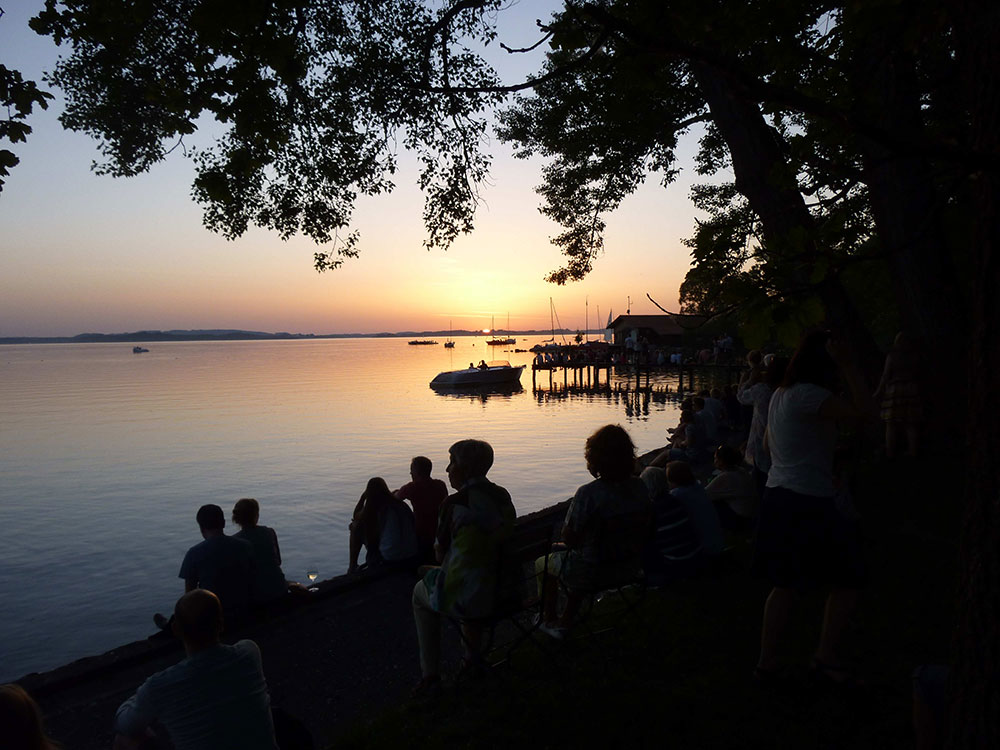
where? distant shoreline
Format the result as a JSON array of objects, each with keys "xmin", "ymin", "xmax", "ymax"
[{"xmin": 0, "ymin": 328, "xmax": 604, "ymax": 345}]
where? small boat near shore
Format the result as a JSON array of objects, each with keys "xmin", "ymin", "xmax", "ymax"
[{"xmin": 431, "ymin": 360, "xmax": 524, "ymax": 388}]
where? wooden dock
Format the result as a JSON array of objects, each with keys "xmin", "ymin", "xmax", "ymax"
[{"xmin": 531, "ymin": 362, "xmax": 745, "ymax": 395}]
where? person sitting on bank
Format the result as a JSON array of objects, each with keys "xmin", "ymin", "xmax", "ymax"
[
  {"xmin": 347, "ymin": 477, "xmax": 417, "ymax": 573},
  {"xmin": 233, "ymin": 497, "xmax": 288, "ymax": 607},
  {"xmin": 412, "ymin": 440, "xmax": 517, "ymax": 698},
  {"xmin": 640, "ymin": 467, "xmax": 706, "ymax": 587},
  {"xmin": 648, "ymin": 409, "xmax": 711, "ymax": 469},
  {"xmin": 114, "ymin": 589, "xmax": 277, "ymax": 750},
  {"xmin": 0, "ymin": 683, "xmax": 62, "ymax": 750},
  {"xmin": 666, "ymin": 461, "xmax": 725, "ymax": 557},
  {"xmin": 393, "ymin": 456, "xmax": 448, "ymax": 563},
  {"xmin": 153, "ymin": 504, "xmax": 254, "ymax": 630},
  {"xmin": 535, "ymin": 424, "xmax": 652, "ymax": 638},
  {"xmin": 705, "ymin": 444, "xmax": 757, "ymax": 531},
  {"xmin": 691, "ymin": 396, "xmax": 719, "ymax": 448}
]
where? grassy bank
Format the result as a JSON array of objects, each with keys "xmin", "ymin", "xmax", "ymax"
[{"xmin": 335, "ymin": 465, "xmax": 955, "ymax": 748}]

━━━━━━━━━━━━━━━━

Pick out every line of the data above that contains the word "where". Case counts.

where? distant shoreline
where? small boat near shore
where? wooden dock
where? person sitting on bank
where? grassy bank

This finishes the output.